▶ _Instruções_
1. No trecho sobre o trumpismo, reescreva de forma mais breve o parágrafo que começa com “O trumpismo é o resultado”, preservando seus fatos principais.
2. Dê continuidade ao trecho sobre o trumpismo a partir da última frase apresentada.

▶ _Trecho_
* * *
O trumpismo é o resultado de meio século de demolição do sentido do bem comum e das instituições:
- quando Reagan dizia que o Estado é o problema e não a solução,
- ele abria as portas para uma antipolítica qualquer,
- legitimada por uma ideologia neoliberal à qual a esquerda não soube opor uma resistência significativa (às vezes, permanecendo enfeitiçada por ela, veja-se Clinton).
Mas, antes ainda, as raízes também estão no lado obscuro da mais luminosa tradição estadunidense:
- por exemplo, em uma visão da liberdade conjugada desde o início em termos individuais (sem fraternidade, sem igualdade)
- e, portanto, disponível para ser lida em termos antiestatais.
E certamente não foi Trump quem inventou
- a guerra civil e o seu infinito pós-guerra,
- as bandeiras sulistas desfraldadas nessa semana em Washington pelos manifestantes,
- o escravismo, a segregação,
- a “southern strategy” de Nixon, a supremacia branca – ainda celebrada por inúmeras estátuas e monumentos corajosamente defendidos dos inimigos do politicamente correto…
Uma tradição literária de mais de um século prefigurou riscos de involução autoritária nos EUA –
- “Caesar’s Column”, de Ignatius Donnelly (1890),
- “O salto de ferro”, de Jack London (1907),
- “Um milhão conta redonda”, de Nathanael West (1934),
- “Não vai acontecer aqui”, de Sinclair Lewis (1935),
- até “A parábola dos talentos”, de Octavia Butler (1998),
- e “Plot Against America”, de Philip Roth (2004 e a relativa série de TV),
- e meia ficção científica distópica.
O inimaginável já havia sido imaginado; lá não havia acontecido isso (na Itália sim), mas podia acontecer e pode acontecer. As provas gerais já haviam ocorridos.
- Em 2016, uma milícia armada ocupou um parque nacional no Oregon por 41 dias para contestar o uso federal das terras públicas;
- no dia 1º de maio de 2020, uma multidão armada invadiu o parlamento de Wisconsin para protestar contra o confinamento,
- e a polícia (como nessa semana em Washington) os deixou entrar.
* * *
▶ _Dados fornecidos_
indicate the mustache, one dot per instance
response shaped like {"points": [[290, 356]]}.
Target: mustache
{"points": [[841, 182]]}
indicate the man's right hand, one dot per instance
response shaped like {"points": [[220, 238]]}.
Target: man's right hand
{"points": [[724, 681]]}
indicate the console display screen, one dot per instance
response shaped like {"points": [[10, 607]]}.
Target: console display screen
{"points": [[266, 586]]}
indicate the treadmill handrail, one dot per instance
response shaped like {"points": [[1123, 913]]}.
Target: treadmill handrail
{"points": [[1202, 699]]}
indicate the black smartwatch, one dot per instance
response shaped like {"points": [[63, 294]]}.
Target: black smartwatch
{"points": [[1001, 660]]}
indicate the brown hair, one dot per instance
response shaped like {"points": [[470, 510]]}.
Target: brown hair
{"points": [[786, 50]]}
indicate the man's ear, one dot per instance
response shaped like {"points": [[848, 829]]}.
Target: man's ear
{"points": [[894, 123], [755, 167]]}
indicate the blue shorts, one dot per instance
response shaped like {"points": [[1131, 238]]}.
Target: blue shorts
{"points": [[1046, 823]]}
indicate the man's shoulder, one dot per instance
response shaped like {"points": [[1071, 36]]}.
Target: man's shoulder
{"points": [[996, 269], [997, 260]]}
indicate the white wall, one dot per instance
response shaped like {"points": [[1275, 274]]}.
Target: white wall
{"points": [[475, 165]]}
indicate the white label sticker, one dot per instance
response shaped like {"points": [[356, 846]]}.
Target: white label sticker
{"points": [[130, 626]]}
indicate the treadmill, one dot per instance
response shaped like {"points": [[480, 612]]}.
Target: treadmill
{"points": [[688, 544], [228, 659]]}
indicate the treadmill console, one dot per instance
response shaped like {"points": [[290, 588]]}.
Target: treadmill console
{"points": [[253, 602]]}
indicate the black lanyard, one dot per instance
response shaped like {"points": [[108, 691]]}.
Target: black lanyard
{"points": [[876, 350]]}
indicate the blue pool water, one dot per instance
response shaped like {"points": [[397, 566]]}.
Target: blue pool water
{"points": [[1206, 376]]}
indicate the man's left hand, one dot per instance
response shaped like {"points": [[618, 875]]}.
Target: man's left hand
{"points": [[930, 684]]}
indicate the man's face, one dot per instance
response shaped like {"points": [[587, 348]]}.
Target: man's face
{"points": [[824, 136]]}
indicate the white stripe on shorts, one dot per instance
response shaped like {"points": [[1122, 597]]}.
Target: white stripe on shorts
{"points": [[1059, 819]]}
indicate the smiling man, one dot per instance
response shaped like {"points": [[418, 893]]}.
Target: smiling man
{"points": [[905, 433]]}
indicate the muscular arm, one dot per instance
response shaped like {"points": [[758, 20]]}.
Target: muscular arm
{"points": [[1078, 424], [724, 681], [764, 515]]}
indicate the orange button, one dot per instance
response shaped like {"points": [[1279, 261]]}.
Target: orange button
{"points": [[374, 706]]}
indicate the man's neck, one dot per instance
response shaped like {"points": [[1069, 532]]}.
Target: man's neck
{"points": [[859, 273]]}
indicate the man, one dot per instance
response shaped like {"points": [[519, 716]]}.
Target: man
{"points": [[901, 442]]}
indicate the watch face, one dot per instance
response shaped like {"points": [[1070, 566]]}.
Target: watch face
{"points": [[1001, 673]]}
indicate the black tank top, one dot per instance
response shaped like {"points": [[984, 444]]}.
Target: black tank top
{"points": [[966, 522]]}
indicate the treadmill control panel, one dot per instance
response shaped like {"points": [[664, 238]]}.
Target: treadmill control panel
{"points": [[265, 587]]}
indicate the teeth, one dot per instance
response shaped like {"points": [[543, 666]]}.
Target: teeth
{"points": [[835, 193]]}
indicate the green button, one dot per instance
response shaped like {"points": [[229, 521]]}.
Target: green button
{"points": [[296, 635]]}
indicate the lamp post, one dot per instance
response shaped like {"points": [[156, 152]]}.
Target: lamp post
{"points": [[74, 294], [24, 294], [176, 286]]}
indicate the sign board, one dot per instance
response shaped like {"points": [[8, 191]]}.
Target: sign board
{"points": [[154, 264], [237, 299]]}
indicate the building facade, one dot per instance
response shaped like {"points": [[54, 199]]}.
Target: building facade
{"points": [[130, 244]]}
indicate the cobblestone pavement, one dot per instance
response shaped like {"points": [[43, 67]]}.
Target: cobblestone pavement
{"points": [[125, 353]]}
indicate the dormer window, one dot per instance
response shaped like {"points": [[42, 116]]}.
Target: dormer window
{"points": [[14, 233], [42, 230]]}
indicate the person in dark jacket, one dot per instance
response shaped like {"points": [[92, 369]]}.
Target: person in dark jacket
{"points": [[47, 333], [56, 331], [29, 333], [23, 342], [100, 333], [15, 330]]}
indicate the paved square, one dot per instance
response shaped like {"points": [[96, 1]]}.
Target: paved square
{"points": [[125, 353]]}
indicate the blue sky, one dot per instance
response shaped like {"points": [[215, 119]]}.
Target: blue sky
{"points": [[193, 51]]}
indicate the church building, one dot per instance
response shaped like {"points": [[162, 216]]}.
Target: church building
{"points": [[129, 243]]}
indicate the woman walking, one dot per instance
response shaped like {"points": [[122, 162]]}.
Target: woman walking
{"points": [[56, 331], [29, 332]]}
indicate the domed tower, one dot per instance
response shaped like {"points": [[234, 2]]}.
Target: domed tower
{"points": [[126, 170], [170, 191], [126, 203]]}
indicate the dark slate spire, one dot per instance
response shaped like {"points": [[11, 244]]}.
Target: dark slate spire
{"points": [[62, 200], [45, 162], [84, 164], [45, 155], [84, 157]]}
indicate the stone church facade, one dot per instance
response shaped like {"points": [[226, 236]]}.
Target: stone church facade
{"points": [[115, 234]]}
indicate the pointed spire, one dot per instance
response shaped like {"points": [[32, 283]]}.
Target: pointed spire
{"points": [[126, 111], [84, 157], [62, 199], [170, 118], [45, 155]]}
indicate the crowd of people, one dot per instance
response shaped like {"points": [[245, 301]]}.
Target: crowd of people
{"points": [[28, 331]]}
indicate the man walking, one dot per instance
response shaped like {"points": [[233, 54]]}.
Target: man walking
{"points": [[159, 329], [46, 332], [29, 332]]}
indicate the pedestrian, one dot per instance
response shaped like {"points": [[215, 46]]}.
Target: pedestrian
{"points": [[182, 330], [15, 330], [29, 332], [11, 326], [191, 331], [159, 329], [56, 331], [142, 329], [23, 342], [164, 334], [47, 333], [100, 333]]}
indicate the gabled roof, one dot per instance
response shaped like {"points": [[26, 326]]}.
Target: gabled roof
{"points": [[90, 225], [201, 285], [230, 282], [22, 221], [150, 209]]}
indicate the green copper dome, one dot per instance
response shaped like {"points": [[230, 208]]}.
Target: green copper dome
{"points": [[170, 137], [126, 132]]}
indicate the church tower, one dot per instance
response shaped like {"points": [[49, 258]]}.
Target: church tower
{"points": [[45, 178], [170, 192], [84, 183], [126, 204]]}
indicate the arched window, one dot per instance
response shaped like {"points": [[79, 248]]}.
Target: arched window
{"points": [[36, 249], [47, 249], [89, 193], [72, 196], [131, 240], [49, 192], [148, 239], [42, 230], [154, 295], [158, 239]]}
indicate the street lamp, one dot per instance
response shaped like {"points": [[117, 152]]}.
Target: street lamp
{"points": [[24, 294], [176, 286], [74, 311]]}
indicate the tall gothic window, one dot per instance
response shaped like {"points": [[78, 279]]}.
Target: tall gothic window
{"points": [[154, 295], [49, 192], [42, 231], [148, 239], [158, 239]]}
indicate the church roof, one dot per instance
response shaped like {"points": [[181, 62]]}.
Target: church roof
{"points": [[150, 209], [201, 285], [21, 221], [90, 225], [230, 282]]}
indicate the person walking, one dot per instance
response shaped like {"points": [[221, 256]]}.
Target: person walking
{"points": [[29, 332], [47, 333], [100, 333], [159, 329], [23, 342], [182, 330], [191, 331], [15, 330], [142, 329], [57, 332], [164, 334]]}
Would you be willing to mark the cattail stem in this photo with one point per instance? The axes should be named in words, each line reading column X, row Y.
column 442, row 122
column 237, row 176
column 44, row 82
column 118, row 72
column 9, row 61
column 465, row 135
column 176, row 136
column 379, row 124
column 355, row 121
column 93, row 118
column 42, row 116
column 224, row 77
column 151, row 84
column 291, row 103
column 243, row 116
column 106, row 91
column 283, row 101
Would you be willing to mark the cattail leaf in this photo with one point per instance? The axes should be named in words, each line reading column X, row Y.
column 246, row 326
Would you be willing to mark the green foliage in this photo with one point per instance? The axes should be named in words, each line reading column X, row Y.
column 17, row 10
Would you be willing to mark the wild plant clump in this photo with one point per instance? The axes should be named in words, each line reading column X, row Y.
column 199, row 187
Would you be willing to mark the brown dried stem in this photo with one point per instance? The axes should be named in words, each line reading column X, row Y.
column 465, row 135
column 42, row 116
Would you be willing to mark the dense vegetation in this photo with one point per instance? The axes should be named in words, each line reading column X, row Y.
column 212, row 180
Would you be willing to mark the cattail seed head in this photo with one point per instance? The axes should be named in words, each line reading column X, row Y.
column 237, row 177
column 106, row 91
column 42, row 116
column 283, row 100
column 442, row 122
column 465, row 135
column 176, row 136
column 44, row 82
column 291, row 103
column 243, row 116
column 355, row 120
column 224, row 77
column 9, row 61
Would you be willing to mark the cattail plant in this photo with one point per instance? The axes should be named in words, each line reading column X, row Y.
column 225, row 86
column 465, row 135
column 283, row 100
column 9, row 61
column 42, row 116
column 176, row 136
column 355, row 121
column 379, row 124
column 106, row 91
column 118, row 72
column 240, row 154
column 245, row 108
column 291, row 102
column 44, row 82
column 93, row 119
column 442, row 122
* * *
▶ _Respostas_
1. O trumpismo resulta de meio século de demolição do sentido do bem comum e das instituições. Ao dizer que o Estado era o problema, e não a solução, Reagan abriu as portas para a antipolítica. Ela foi legitimada por uma ideologia neoliberal à qual a esquerda não resistiu de forma significativa e pela qual às vezes se deixou enfeitiçar, como no caso de Clinton.

2.
Ninguém reconheceu, então, esses fatos de armas como sintomas de algo mais amplo, mais profundo e grave – “você sabe como são os estadunidenses…”.
Hoje, encontramos alívio na civil tranquilidade de Biden.
O novo presidente fala de reconciliação e de recuperação,
- mas me vem à mente “Dos Passos vs. Sacco e Vanzetti”, há quase um século:
- “Bem, somos duas nações”.
Foram necessárias gerações para dividir assim os EUA. Colocá-los novamente juntos será um processo longo e difícil, e de resultado incerto.
Eu não espero tanto em Biden, mas sim na possibilidade de que alguém entre as pessoas que estão ao seu redor tenha aquela imaginação e radicalidade necessárias para apontar um caminho novo.
Não por acaso, muitos dos textos distópicos que eu mencionei acima foram escritos nos anos 1930 ou fazem referência a eles: a época de outra crise, na qual não faltaram pulsões de extrema direita, mas à qual Roosevelt soube responder com uma reviravolta, uma mudança de paradigma, um New Deal centrado
- na construção do Estado social,
- na força do movimento operário,
- na orientação à esquerda de grande parte dos artistas e dos intelectuais.
As condições mudaram (e nós também contribuímos para desmontá-las),
- mas é preciso um salto de imaginação do mesmo tipo e da mesma amplitude,
- um New Deal diferente, capaz de começar a recompor o país
- não a partir da mediação a partir de baixo,
- mas reconhecendo a principal lição do “Black Lives Matter”:
- o coração da democracia é o conflito, e a democracia não consiste em zerá-lo, mas em fazer com que ele possa ocorrer sem que uns atirem nos outros.
A reconciliação começa com o restabelecimento das regras, mas, acima de tudo, com a reinvenção delas, para que sejam verdadeiramente compartilhadas.